__TRECHO SELECIONADO__:
====================
O projeto foi se concretizando ainda no transcurso da viagem feita por Luiz de Albuquerque para a Capitania de Mato Grosso, que em busca de um local estratégico, queria que a fortificação a ser construída atendesse aos imperativos militares e políticos de Portugal.  
 
 
Diante da fronteira da Capitania de Mato Grosso com a Espanha, a possibilidade da construção dessa fortaleza, estava relatada na ata de fundação do Real Forte Príncipe da Beira, assinada pelo governador e Capitão General da Capitania de Mato Grosso Luís de Albuquerque de Melo Pereira e Cáceres, assinada em 20 de junho de 1776 ·, que segundo Gilberto Freyre menciona: 
 
 
[...] Luiz de Albuquerque chegava a Vila Bela preocupado com os problemas de engenharia da capitania que vinha governar e com a educação dos seus moradores mais agrestemente tropicais: com a sua educação religiosa (...) chegava à América tropical confiando em Deus e no seu próprio vigor físico, já aprovado em aspereza de guerra de portugueses com espanhóis: os mesmos espanhóis que Luiz viria a encontrar no Brasil como vizinhos, por vezes belicosos, de um domínio português. (FREYRE, 1978, p. 154) 
 
 
Segundo Bento (2003), para impedir a circulação entre a Amazônia e as minas de Cuiabá e que estrangeiros atingissem estas minas no século XVIII, foi levantada a linha de ação de bem fortificar a entrada do Amazonas (BENTO, 2003, p.108). Para obter controle e garantir seu território, Portugal põe em prática o plano de vigilância e defesa fronteira oeste.  
 
 
Ao efetuar sua primeira viagem de inspeção ao longo do rio Guaporé em 1773, Luiz de Albuquerque, segundo Pontes Pinto (1989), informa que: 
 
 
Acompanhado do Engenheiro Salvador Franco da Mata, D. Luiz de Albuquerque passa a ter ciência da realidade daquela região, observa a sua natureza e procura avaliar como, em função dela poderá ser o procedimento humano (PINTO, 1989, p.39).
====================
__COMPLETE O SEGUINTE__:
1. Quais anos escritos com quatro algarismos aparecem no trecho sobre o Real Forte Príncipe da Beira? Liste todos, sem repetir.
2. Reproduza, no trecho sobre o Real Forte Príncipe da Beira, a parte que começa com as palavras "Segundo Bento (2003), para" e termina com "(PINTO, 1989, p.39).".
====================
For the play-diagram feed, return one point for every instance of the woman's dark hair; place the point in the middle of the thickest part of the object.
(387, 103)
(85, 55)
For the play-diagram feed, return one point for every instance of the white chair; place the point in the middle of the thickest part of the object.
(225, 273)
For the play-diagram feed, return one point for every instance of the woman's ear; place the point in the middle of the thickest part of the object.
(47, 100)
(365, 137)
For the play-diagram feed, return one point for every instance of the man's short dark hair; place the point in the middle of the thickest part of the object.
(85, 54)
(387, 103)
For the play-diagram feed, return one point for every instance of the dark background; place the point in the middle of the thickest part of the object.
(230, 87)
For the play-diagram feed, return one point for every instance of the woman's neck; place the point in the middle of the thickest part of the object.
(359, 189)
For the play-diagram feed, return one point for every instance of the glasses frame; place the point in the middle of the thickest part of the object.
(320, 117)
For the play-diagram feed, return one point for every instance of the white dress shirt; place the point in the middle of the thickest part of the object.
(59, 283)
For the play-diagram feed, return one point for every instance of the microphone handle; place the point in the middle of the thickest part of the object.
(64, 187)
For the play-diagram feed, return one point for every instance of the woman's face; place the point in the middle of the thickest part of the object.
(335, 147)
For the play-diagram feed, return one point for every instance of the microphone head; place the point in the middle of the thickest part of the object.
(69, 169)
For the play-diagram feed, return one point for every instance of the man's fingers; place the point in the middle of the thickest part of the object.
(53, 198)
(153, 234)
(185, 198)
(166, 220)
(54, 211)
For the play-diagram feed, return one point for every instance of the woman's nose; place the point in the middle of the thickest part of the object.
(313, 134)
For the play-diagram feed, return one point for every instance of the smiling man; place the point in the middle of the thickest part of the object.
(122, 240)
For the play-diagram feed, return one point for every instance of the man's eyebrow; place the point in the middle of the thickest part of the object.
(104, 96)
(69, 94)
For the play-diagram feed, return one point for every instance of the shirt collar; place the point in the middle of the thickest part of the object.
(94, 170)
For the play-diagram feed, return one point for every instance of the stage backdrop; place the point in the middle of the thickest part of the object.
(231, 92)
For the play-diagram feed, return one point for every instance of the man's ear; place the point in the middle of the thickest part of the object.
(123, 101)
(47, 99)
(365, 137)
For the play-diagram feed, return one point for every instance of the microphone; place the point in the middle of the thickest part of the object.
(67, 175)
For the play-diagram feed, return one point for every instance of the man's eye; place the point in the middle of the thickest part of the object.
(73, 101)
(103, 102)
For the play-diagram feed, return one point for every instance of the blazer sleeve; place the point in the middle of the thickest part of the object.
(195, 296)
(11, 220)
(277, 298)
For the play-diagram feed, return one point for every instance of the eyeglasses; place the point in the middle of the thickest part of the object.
====================
__AS RESPOSTAS__:
1. 1776, 1978, 2003, 1773, 1989

2.
Segundo Bento (2003), para impedir a circulação entre a Amazônia e as minas de Cuiabá e que estrangeiros atingissem estas minas no século XVIII, foi levantada a linha de ação de bem fortificar a entrada do Amazonas (BENTO, 2003, p.108). Para obter controle e garantir seu território, Portugal põe em prática o plano de vigilância e defesa fronteira oeste.  
 
 
Ao efetuar sua primeira viagem de inspeção ao longo do rio Guaporé em 1773, Luiz de Albuquerque, segundo Pontes Pinto (1989), informa que: 
 
 
Acompanhado do Engenheiro Salvador Franco da Mata, D. Luiz de Albuquerque passa a ter ciência da realidade daquela região, observa a sua natureza e procura avaliar como, em função dela poderá ser o procedimento humano (PINTO, 1989, p.39).